• TEKS YANG DISEDIAKAN:

▼

BTP PENGAWET
Definisi
Menurut
Peraturan Menteri Kesehatan RI No.722/Menkes/Per/IX/1988 tentang Bahan Tambahan
makanan, BTP pengawet adalah bahan
tambahan pangan yang dapat mencegah atau menghambat fermentasi, pengasaman atau
penguraian dan perusakan lainnya terhadap pangan yang disebabkan oleh
mikroorganisme.
Proses pengawetan adalah upaya menghambat kerusakan
pangan dari kerusakan yang disebabkan oleh mikroba pembusuk yang mungkin
memproduksi racun atau toksin. Tujuan pengawetan yaitu menghambat atau mencegah
terjadinya kerusakan, mempertahankan mutu, menghindarkan terjadinya keracunan
dan mempermudah penanganan dan penyimpanan. Daya keawetan pangan berbeda untuk
setiap jenisnya. contohnya telur yang diawetkan dapat bertahan 1-2
bulan; daging yang dibekukan dapat awet 6-9 bulan; ikan asin sekitar enam
bulan; apel segar yang disimpan dengan kontrol atmosfer (dalam ruang pendingin
atau refrigerator/chiller pada temperatur 6-10 °C) dapat awet sekitar 3 bulan.

▲

• TUGAS SINGKAT A: Identifikasi setiap baris dalam entri di bawah yang memuat kata "wall", lalu salin baris-baris tersebut.

• ENTRI UNTUK DIPROSES:

▼

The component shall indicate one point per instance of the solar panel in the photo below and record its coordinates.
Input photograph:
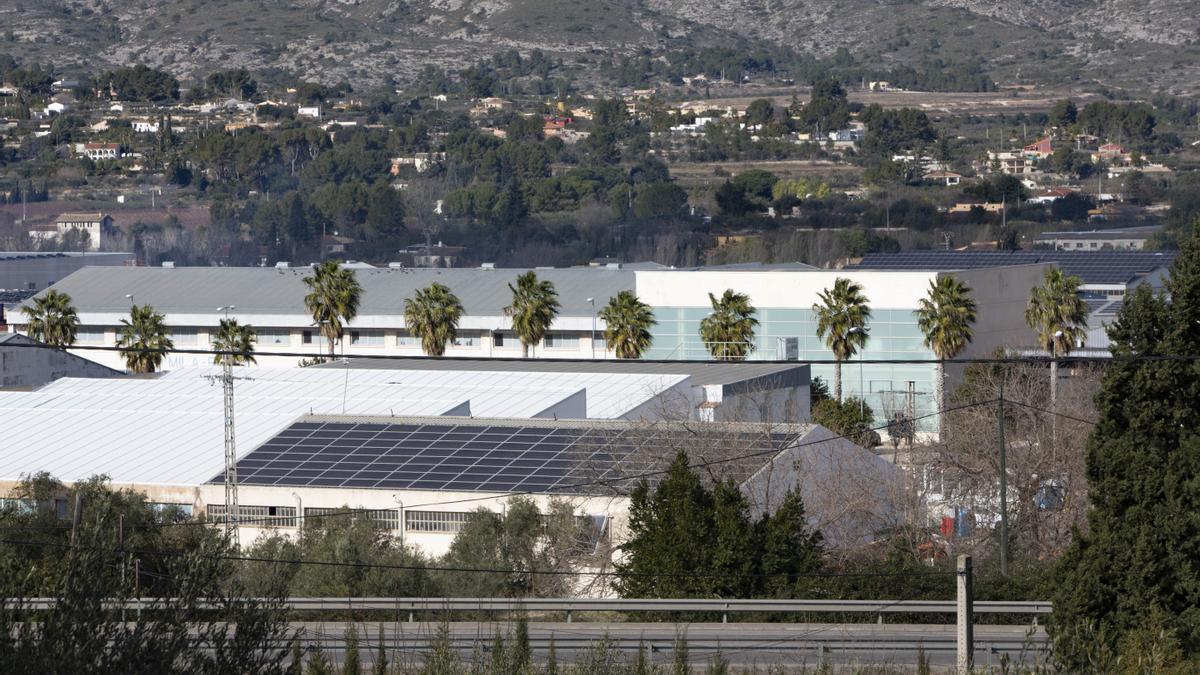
(573, 458)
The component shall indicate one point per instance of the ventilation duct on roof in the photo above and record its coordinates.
(461, 410)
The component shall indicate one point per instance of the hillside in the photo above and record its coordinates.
(1137, 45)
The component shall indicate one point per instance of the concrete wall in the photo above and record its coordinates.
(39, 272)
(27, 368)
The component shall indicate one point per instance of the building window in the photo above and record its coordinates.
(561, 341)
(366, 338)
(183, 336)
(442, 521)
(385, 518)
(257, 515)
(90, 335)
(169, 512)
(274, 336)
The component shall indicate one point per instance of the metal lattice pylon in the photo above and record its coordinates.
(232, 520)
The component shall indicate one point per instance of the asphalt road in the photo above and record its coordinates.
(791, 645)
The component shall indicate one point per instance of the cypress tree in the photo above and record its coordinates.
(1141, 553)
(669, 530)
(733, 557)
(381, 663)
(790, 548)
(352, 663)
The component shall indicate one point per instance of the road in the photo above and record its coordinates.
(791, 645)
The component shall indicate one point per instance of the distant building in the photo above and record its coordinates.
(419, 161)
(1051, 196)
(25, 366)
(35, 270)
(1107, 278)
(1041, 149)
(947, 178)
(1121, 239)
(99, 151)
(433, 256)
(1113, 154)
(1013, 163)
(95, 225)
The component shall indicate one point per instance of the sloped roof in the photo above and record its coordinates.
(1093, 267)
(503, 455)
(201, 290)
(171, 429)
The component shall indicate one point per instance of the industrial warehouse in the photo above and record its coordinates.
(397, 442)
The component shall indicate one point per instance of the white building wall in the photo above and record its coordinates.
(283, 334)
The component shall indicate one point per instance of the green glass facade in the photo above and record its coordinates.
(792, 334)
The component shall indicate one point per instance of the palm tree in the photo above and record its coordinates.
(144, 339)
(238, 340)
(53, 320)
(729, 330)
(433, 316)
(1059, 317)
(333, 299)
(534, 308)
(628, 323)
(841, 321)
(945, 316)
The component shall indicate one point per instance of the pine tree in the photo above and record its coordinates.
(1139, 555)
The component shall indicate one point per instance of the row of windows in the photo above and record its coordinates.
(282, 336)
(385, 518)
(257, 515)
(444, 521)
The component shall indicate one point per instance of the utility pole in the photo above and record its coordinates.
(231, 453)
(232, 519)
(76, 517)
(1003, 482)
(965, 613)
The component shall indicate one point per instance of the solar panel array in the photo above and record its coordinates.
(477, 457)
(1093, 267)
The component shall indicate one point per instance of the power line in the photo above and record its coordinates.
(1062, 414)
(359, 565)
(983, 360)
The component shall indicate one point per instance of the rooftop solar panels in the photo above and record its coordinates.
(491, 455)
(1093, 267)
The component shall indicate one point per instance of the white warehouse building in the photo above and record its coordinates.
(418, 449)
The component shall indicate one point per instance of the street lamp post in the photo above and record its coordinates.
(862, 380)
(592, 302)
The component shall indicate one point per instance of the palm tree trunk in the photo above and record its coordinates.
(940, 399)
(1054, 401)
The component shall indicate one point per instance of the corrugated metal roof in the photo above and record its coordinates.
(699, 371)
(171, 429)
(1093, 267)
(201, 290)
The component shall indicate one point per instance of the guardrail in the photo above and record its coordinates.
(570, 605)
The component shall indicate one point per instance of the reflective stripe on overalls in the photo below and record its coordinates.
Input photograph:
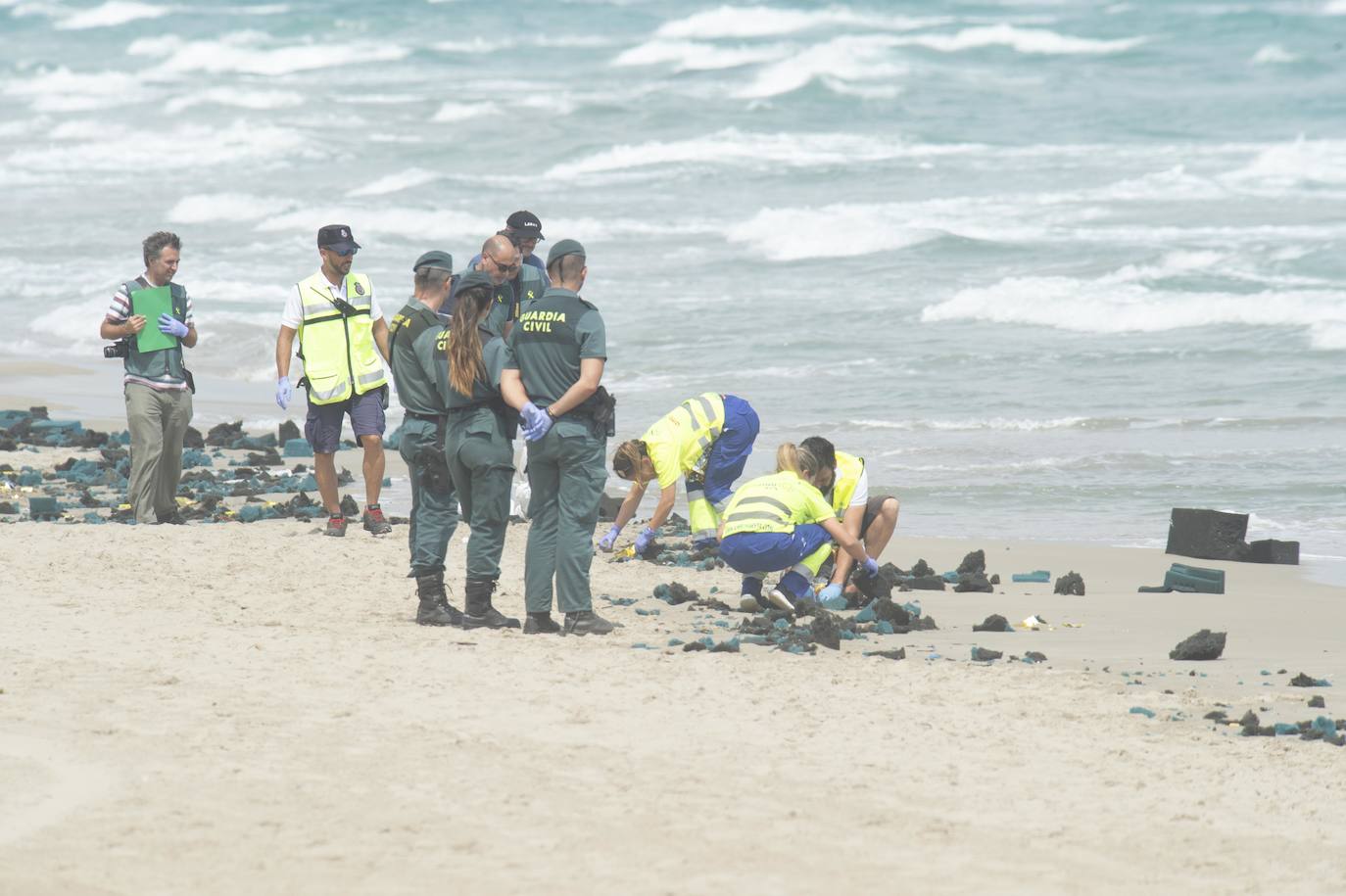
(707, 420)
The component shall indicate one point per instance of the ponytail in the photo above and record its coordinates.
(464, 342)
(798, 460)
(626, 459)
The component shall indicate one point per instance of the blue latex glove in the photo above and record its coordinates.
(536, 421)
(644, 540)
(608, 541)
(171, 326)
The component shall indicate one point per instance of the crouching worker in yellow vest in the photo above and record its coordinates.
(342, 342)
(784, 524)
(871, 518)
(707, 440)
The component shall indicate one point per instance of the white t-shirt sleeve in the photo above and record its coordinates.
(294, 313)
(862, 490)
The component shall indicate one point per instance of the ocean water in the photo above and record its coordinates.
(1051, 266)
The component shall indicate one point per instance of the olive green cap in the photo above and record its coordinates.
(565, 248)
(435, 259)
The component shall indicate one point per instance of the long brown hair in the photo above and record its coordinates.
(798, 460)
(464, 342)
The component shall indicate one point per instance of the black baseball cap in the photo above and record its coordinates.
(337, 237)
(525, 225)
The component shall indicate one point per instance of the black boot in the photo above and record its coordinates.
(587, 622)
(542, 625)
(479, 612)
(435, 608)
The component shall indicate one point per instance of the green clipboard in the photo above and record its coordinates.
(151, 303)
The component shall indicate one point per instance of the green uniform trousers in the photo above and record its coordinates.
(481, 459)
(434, 503)
(158, 423)
(565, 475)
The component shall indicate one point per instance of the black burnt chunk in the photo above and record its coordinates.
(825, 630)
(1071, 584)
(1208, 535)
(1204, 644)
(974, 582)
(974, 562)
(995, 622)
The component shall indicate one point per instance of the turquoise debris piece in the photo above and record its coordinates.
(1035, 576)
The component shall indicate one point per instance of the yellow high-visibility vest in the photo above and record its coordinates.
(778, 502)
(848, 477)
(341, 356)
(677, 442)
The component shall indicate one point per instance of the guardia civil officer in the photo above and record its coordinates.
(342, 337)
(416, 349)
(481, 445)
(553, 377)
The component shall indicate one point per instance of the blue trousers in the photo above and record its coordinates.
(730, 452)
(758, 553)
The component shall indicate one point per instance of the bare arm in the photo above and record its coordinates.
(633, 500)
(114, 330)
(851, 522)
(511, 389)
(591, 374)
(381, 337)
(845, 540)
(284, 348)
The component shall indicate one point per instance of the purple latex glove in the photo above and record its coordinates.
(536, 421)
(171, 326)
(608, 541)
(644, 540)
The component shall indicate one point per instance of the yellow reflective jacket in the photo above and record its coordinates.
(341, 356)
(677, 442)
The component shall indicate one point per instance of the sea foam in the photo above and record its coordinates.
(114, 13)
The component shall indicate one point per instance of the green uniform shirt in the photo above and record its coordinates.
(513, 295)
(417, 344)
(553, 335)
(493, 358)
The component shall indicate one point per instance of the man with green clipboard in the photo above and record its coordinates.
(157, 385)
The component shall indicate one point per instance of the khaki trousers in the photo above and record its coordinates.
(158, 423)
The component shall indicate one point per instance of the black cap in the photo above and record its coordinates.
(564, 248)
(525, 225)
(435, 259)
(337, 237)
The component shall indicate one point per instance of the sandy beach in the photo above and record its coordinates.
(249, 708)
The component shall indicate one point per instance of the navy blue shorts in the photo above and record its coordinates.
(322, 427)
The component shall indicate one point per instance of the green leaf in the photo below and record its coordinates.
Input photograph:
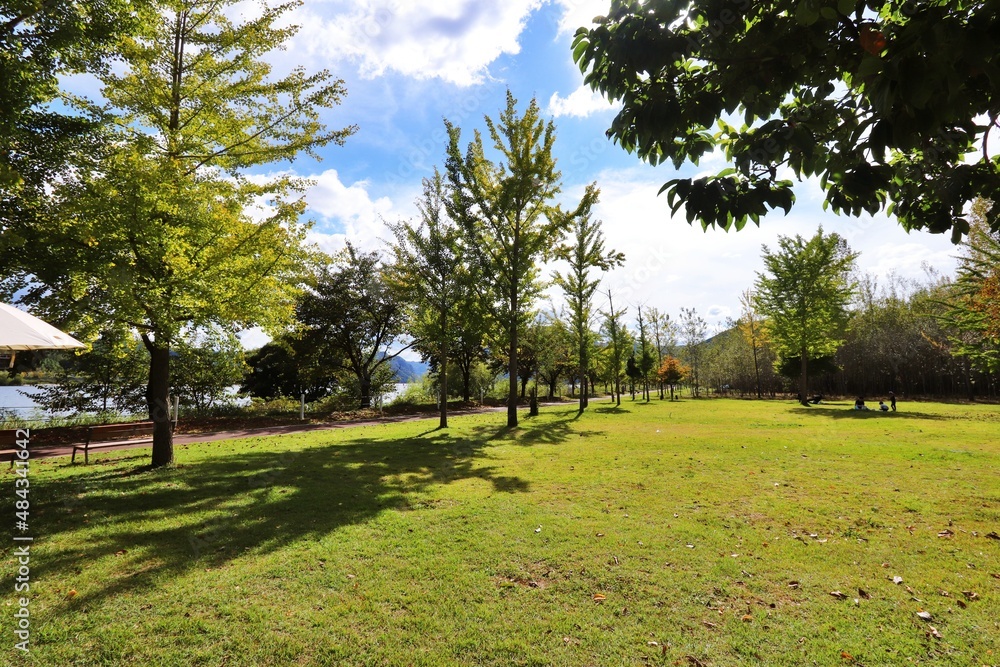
(806, 13)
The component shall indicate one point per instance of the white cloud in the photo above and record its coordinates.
(349, 213)
(581, 102)
(453, 40)
(580, 13)
(670, 264)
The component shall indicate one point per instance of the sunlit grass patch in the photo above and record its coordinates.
(719, 530)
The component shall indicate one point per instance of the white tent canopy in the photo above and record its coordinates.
(20, 331)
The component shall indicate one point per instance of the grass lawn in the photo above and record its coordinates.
(717, 532)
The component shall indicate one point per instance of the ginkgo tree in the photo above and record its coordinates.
(508, 213)
(162, 231)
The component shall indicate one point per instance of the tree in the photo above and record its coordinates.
(975, 308)
(206, 366)
(848, 91)
(693, 330)
(109, 377)
(664, 336)
(288, 367)
(646, 362)
(504, 208)
(39, 42)
(751, 326)
(618, 338)
(585, 252)
(355, 318)
(672, 372)
(555, 351)
(155, 234)
(804, 296)
(433, 276)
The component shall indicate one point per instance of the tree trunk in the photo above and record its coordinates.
(366, 391)
(444, 373)
(512, 371)
(158, 401)
(756, 370)
(466, 381)
(804, 379)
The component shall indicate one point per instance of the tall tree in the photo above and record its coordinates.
(614, 326)
(693, 331)
(975, 308)
(804, 296)
(506, 210)
(672, 372)
(39, 42)
(646, 362)
(432, 273)
(585, 252)
(354, 315)
(751, 327)
(846, 90)
(291, 367)
(157, 234)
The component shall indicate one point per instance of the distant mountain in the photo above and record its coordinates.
(408, 371)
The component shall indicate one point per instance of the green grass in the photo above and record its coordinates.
(716, 529)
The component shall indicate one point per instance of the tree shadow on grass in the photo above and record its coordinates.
(548, 432)
(164, 523)
(847, 411)
(255, 501)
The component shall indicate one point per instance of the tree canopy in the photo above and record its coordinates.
(804, 295)
(506, 211)
(153, 229)
(891, 103)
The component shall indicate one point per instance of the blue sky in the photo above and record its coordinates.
(407, 65)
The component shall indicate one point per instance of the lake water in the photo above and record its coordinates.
(12, 400)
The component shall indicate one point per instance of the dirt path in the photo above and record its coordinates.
(49, 451)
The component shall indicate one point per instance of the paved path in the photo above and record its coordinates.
(48, 451)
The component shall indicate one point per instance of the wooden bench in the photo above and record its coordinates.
(8, 442)
(110, 435)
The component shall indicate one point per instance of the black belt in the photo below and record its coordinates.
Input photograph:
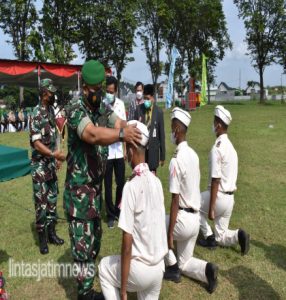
(189, 209)
(228, 193)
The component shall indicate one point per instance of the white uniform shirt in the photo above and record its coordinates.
(223, 164)
(116, 150)
(185, 176)
(143, 216)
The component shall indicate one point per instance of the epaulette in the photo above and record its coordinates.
(131, 177)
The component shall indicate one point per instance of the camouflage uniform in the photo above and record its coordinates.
(45, 189)
(82, 196)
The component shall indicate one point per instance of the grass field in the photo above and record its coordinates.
(260, 208)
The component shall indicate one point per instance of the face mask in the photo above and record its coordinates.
(139, 95)
(214, 129)
(129, 158)
(94, 98)
(147, 104)
(52, 99)
(173, 138)
(109, 98)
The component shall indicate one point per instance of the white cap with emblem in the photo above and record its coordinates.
(181, 115)
(144, 131)
(223, 114)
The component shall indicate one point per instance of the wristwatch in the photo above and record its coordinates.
(121, 134)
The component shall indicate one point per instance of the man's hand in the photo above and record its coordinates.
(132, 135)
(170, 241)
(211, 214)
(123, 295)
(59, 155)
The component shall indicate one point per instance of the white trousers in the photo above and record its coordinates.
(143, 279)
(185, 233)
(223, 210)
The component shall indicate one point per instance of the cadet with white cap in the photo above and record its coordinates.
(183, 224)
(217, 202)
(144, 242)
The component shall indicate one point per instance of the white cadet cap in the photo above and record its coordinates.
(181, 115)
(144, 131)
(223, 114)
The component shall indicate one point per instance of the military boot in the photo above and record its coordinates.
(43, 242)
(211, 272)
(52, 236)
(173, 273)
(91, 295)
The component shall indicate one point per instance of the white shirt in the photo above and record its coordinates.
(116, 150)
(143, 216)
(223, 164)
(185, 176)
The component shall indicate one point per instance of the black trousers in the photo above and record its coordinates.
(118, 165)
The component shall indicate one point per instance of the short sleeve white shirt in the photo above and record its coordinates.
(143, 216)
(184, 176)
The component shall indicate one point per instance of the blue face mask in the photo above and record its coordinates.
(147, 104)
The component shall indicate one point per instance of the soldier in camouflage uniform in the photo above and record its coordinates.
(91, 128)
(45, 157)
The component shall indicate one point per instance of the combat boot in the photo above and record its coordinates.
(91, 295)
(52, 236)
(209, 242)
(211, 274)
(243, 240)
(43, 242)
(173, 273)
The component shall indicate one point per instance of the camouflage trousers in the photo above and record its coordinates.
(45, 199)
(85, 237)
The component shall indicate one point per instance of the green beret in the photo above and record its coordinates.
(93, 72)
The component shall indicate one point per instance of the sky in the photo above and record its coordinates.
(234, 63)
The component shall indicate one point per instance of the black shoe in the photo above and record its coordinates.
(209, 242)
(43, 242)
(91, 295)
(243, 240)
(110, 224)
(211, 274)
(52, 236)
(172, 273)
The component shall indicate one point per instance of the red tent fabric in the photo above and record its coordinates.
(24, 73)
(12, 68)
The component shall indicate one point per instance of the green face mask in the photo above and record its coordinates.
(147, 103)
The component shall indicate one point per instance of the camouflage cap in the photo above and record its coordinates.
(48, 84)
(93, 72)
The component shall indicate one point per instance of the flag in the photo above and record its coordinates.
(169, 94)
(204, 81)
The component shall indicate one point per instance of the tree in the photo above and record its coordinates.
(265, 26)
(17, 20)
(121, 29)
(56, 33)
(197, 27)
(153, 15)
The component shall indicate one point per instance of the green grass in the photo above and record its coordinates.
(260, 209)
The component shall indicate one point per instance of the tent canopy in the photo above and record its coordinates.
(28, 74)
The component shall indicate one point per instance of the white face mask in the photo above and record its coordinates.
(109, 98)
(214, 129)
(173, 138)
(139, 95)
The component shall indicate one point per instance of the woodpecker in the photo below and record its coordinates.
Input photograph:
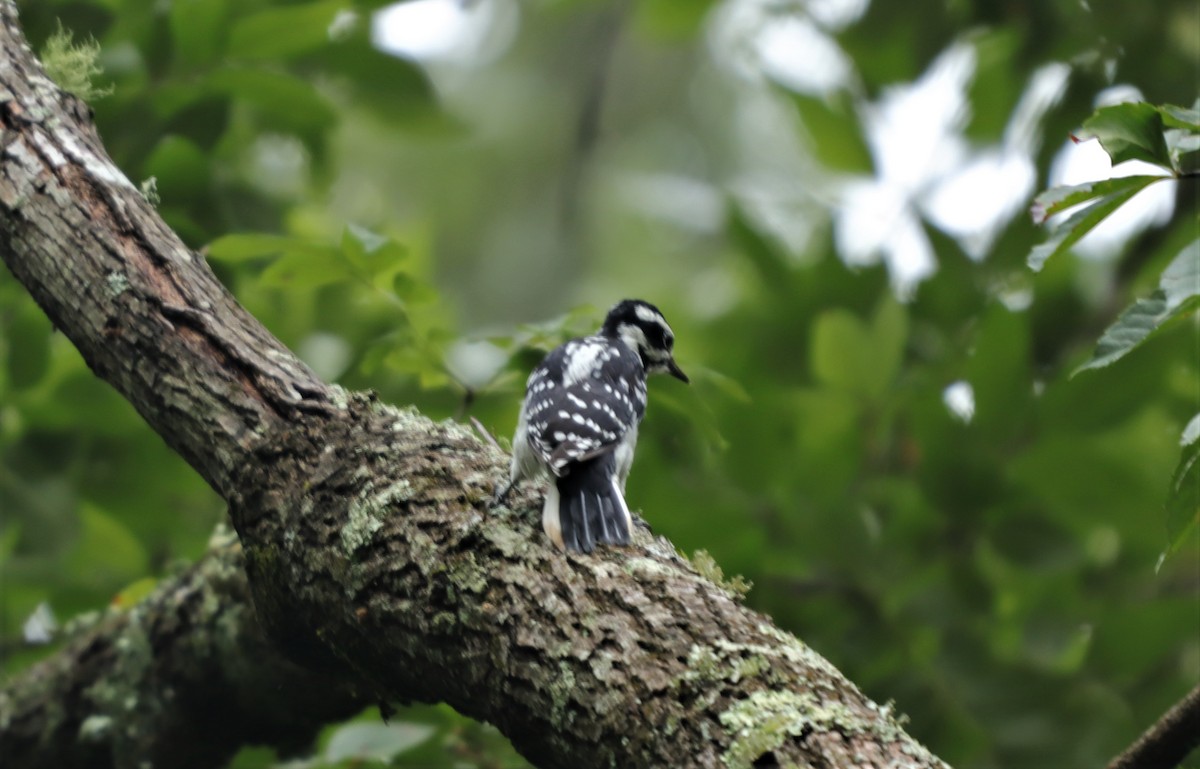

▲

• TUGAS SINGKAT B: Ringkaslah paragraf dalam teks tentang BTP pengawet yang diawali "Proses pengawetan adalah" menjadi daftar butir tanpa menghilangkan fakta utamanya.

• JAWABAN A:
The component shall indicate one point per instance of the concrete wall in the photo above and record its coordinates.
The component shall indicate one point per instance of the white building wall in the photo above and record its coordinates.

• JAWABAN B:
- Pengawetan adalah upaya menghambat kerusakan pangan akibat mikroba pembusuk yang mungkin memproduksi racun atau toksin.
- Tujuannya adalah menghambat atau mencegah kerusakan, mempertahankan mutu, menghindarkan keracunan, serta mempermudah penanganan dan penyimpanan.
- Daya keawetan berbeda untuk setiap jenis pangan:
  - telur yang diawetkan: 1–2 bulan
  - daging beku: 6–9 bulan
  - ikan asin: sekitar enam bulan
  - apel segar dengan kontrol atmosfer (ruang pendingin atau refrigerator/chiller pada 6–10 °C): sekitar 3 bulan